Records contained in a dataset
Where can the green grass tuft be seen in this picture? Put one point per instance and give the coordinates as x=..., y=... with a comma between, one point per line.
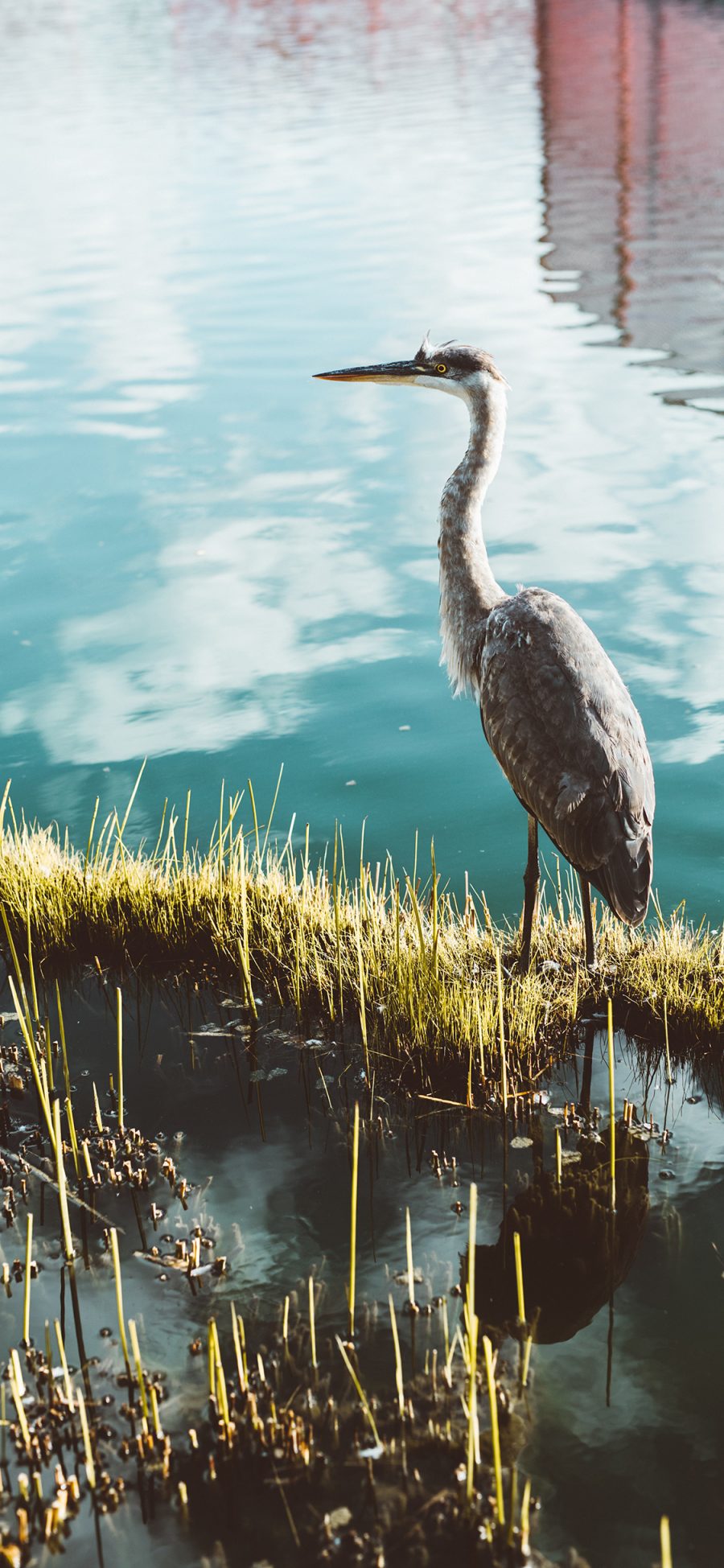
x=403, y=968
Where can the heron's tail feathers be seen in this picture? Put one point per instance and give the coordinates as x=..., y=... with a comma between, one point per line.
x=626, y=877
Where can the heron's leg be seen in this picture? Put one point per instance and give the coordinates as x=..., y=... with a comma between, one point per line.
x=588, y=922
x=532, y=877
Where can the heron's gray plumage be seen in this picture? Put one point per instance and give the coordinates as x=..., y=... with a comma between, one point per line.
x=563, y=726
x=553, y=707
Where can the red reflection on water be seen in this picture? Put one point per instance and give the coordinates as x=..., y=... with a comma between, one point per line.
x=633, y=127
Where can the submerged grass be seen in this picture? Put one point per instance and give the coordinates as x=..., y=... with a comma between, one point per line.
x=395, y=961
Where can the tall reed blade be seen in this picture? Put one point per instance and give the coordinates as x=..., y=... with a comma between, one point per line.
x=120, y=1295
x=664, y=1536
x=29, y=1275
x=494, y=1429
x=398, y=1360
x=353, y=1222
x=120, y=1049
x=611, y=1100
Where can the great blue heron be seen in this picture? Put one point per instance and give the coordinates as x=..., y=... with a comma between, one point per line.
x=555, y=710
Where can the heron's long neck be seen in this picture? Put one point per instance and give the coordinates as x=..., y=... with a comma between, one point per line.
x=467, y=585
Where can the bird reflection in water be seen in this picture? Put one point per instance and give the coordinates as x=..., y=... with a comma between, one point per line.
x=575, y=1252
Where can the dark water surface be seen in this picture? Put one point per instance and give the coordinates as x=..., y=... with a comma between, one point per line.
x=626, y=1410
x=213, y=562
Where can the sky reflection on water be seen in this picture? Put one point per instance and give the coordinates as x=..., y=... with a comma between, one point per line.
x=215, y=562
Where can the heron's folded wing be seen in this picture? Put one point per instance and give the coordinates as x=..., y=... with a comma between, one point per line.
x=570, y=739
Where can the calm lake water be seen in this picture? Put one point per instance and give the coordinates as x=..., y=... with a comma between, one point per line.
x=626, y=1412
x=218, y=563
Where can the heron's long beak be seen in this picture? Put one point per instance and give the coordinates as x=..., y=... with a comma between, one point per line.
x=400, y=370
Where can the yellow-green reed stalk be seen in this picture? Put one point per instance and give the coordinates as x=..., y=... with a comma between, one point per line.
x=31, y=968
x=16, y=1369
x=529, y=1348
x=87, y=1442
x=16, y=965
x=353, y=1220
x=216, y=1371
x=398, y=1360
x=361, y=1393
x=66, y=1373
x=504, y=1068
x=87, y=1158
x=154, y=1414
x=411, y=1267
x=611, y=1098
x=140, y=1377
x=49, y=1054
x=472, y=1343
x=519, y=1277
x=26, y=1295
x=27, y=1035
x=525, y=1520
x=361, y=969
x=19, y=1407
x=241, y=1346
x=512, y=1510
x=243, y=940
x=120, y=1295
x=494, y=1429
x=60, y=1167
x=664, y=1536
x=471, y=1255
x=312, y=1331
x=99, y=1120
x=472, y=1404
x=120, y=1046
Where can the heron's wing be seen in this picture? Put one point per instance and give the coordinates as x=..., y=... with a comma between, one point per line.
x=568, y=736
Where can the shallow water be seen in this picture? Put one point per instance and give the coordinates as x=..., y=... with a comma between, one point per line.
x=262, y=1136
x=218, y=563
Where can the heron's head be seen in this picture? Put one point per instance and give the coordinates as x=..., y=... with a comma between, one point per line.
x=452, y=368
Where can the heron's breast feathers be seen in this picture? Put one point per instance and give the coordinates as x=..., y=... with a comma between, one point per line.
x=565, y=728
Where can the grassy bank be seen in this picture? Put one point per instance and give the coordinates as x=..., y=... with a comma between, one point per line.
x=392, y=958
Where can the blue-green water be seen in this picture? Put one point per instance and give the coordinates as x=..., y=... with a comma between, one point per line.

**Exercise details**
Give the entries above again in full and exactly, but not the pictures.

**Response**
Where can the green grass tuft be seen in this picture? Put one point per instance and give the coordinates as x=..., y=... with a comma between, one point per line.
x=403, y=968
Where can the heron's tail feathers be seen in this picture? Put one point per instance and give the coordinates as x=..., y=... with a comma between, one point per line.
x=626, y=877
Where can the heron's leg be seen in this picture? Put one point per instance and give the coordinates as x=..., y=... with a comma between, one point per line.
x=588, y=922
x=532, y=877
Where can the heron's gray plumage be seen in this picture? Put one point per instance and give the coordinates as x=..., y=... with a comma between, one point per line.
x=563, y=726
x=553, y=707
Where can the red reflection on water be seen in this picture? Put one point per instance and give the coordinates as x=..., y=... with a comma between, one point per line.
x=633, y=127
Where can the submerged grass be seen in this picture? Put one point per instance and give the coordinates as x=..., y=... with a comma between, one point per line.
x=395, y=961
Where can the tall reed blade be seen in this picture? Put one point per instance and give the coordinates as x=..., y=... with a comma between, one point per line.
x=120, y=1295
x=664, y=1536
x=29, y=1275
x=494, y=1429
x=398, y=1360
x=353, y=1222
x=120, y=1049
x=611, y=1100
Where can the great blue heron be seen in this picture? Put one point per instance and give the coordinates as x=..., y=... with a comma between, one point per line.
x=555, y=710
Where can the heron's long neck be seen in this picture? Put one point per instance and give the coordinates as x=..., y=... with a comma between, one point per line.
x=467, y=585
Where can the bird reflection in water be seen in this picture? Put one point per instance and give the coordinates as x=..., y=... with a comma between, one point per line.
x=575, y=1252
Where can the dark water surface be seen in this picture? Put one point per instance and give the coordinates as x=..., y=... with a comma between, one point per line.
x=626, y=1410
x=213, y=562
Where can the sky reflection on water be seen in this picture? Put one point per instance and give the coordinates as x=..., y=... with a comma between, one point per line.
x=215, y=562
Where can the heron's folded wing be seen in this picture? Put one point per instance and give the coordinates as x=..., y=... with a comma between, one point per line.
x=570, y=739
Where can the calm lake water be seen in this picture? Put one point per instance and give the coordinates as x=..., y=... with a comma between, one point per line.
x=626, y=1412
x=218, y=563
Where can the heron's long beak be seen in this picture? Put one point per instance and give the coordinates as x=..., y=... with a comma between, one point per line.
x=400, y=370
Where can the yellow-green reed stalk be seen in this picture? Put one point per instance and give the coordinates as x=..., y=... with a comma between, one point per line.
x=31, y=968
x=16, y=1369
x=529, y=1348
x=87, y=1442
x=16, y=965
x=353, y=1220
x=216, y=1371
x=398, y=1360
x=361, y=1393
x=66, y=1373
x=504, y=1068
x=87, y=1158
x=154, y=1414
x=411, y=1267
x=611, y=1098
x=140, y=1377
x=49, y=1054
x=472, y=1343
x=519, y=1277
x=26, y=1295
x=27, y=1035
x=525, y=1520
x=361, y=969
x=19, y=1407
x=241, y=1346
x=512, y=1510
x=243, y=940
x=120, y=1295
x=494, y=1429
x=60, y=1167
x=664, y=1536
x=471, y=1255
x=312, y=1331
x=99, y=1120
x=472, y=1404
x=120, y=1046
Where can the heron's wing be seen in this picture? Put one point per instance and give the coordinates as x=..., y=... with a comma between, one point per line.
x=568, y=736
Where can the shallow water be seen in this picture? Put one point per instance and give the coordinates as x=..., y=... with a comma between, one point per line.
x=262, y=1136
x=218, y=563
Where can the heron's head be seen in this picture? Put one point per instance and give the coordinates as x=..., y=... with a comma between, one point per line.
x=452, y=368
Where can the heron's breast feathers be seen in this picture? Put one point per instance and give the coordinates as x=..., y=... with a comma between, one point per line.
x=565, y=728
Where can the grassy bank be seen in this picture? Put one point per instance and give the coordinates as x=..., y=... with a comma between, one point per line.
x=392, y=958
Where can the blue-green water be seen in this picture? Put one point per instance and give the coordinates as x=..., y=... with a comma between, one point per line.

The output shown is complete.